Personal information
- Full name: Nicholas Wilton
- Date of birth: 24 February 1958 (age 67)
- Original team(s): Old Xaverians
- Height: 192 cm (6 ft 4 in)
- Weight: 86 kg (190 lb)
- Position(s): Key-position

Playing career^{1}
- Years: Club / Games (Goals)
- 1978–1981: Hawthorn / 13 (7)
- ^{1} Playing statistics correct to the end of 1981.

= Nick Wilton (footballer) =

Australian rules footballer

Nicholas Wilton (born 24 February 1958) is a former Australian rules footballer who played with Hawthorn in the Victorian Football League (VFL).

==Biography==
Wilton, the son of a diplomat, spent much of his teenage life living in London. Although he boarded at Xavier College in Kew, inside Hawthorn's zone, as his residence was in London he was not affected by zoning. As a result, both Melbourne and St Kilda tried to recruit him to their clubs, in addition to Hawthorn. Wilton was playing at this time for Old Xaverians in VAFA. In the end he opted for Hawthorn, as they were the more dominant side of that era.

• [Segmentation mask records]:
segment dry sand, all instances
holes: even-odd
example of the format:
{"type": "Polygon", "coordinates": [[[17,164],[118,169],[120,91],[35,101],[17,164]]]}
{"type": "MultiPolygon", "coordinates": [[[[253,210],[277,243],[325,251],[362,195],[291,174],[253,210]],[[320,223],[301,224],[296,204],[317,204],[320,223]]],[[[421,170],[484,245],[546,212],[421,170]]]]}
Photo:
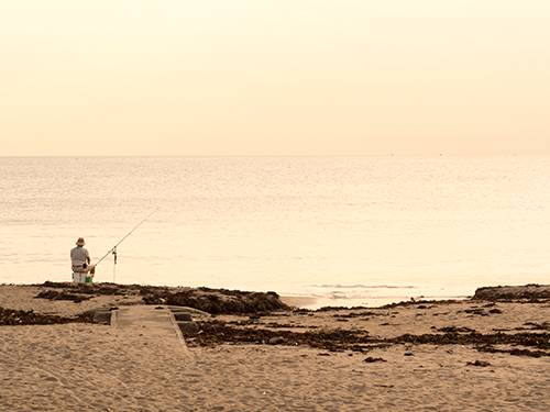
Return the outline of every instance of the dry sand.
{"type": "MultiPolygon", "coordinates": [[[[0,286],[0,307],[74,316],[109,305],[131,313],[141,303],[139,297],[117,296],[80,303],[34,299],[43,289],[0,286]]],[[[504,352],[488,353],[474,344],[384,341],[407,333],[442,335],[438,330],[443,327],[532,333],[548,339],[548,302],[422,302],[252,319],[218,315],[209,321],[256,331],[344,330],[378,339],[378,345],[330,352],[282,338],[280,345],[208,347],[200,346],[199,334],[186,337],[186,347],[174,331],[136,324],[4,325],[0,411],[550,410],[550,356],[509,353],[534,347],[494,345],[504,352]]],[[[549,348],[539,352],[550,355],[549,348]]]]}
...
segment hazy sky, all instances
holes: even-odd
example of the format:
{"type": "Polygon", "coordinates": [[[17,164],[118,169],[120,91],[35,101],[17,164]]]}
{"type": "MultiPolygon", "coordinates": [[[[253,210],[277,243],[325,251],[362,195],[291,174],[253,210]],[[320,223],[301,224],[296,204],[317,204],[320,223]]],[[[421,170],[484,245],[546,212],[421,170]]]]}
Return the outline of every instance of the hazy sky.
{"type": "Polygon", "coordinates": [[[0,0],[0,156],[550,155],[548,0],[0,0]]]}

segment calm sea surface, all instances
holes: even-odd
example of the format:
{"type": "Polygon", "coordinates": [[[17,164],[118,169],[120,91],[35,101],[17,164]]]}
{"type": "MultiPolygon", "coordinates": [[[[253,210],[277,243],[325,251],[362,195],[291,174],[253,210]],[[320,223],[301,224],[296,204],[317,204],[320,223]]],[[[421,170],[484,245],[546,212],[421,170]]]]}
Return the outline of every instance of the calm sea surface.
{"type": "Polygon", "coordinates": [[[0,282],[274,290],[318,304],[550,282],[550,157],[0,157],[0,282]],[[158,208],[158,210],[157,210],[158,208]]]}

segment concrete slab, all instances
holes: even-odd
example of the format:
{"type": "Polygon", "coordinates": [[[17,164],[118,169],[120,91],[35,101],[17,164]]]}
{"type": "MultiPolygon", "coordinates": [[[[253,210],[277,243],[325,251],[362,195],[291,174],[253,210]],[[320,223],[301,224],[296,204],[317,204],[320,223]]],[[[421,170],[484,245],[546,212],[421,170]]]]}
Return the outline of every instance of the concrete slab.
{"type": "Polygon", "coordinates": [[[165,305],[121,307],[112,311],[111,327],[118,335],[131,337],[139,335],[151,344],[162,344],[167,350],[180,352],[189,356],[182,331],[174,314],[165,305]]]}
--
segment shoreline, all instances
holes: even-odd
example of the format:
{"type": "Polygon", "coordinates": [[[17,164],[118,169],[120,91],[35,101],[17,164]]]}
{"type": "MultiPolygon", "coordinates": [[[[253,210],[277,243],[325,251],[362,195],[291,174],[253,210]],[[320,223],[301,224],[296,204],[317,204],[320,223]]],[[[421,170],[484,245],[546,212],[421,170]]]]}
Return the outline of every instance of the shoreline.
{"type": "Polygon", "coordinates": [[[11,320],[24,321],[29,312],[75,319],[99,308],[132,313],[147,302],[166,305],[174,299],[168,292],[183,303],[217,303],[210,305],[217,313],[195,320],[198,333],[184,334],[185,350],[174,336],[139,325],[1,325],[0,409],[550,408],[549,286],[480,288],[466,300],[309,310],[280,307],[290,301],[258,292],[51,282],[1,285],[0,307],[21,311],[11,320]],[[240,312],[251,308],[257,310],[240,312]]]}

• [Exercise objective]: Copy out the part of the Nick Wilton article that opens with the words containing "- Weight: 86" and closes with "Football League (VFL).".

• [Answer space]:
- Weight: 86 kg (190 lb)
- Position(s): Key-position

Playing career^{1}
- Years: Club / Games (Goals)
- 1978–1981: Hawthorn / 13 (7)
- ^{1} Playing statistics correct to the end of 1981.

= Nick Wilton (footballer) =

Australian rules footballer

Nicholas Wilton (born 24 February 1958) is a former Australian rules footballer who played with Hawthorn in the Victorian Football League (VFL).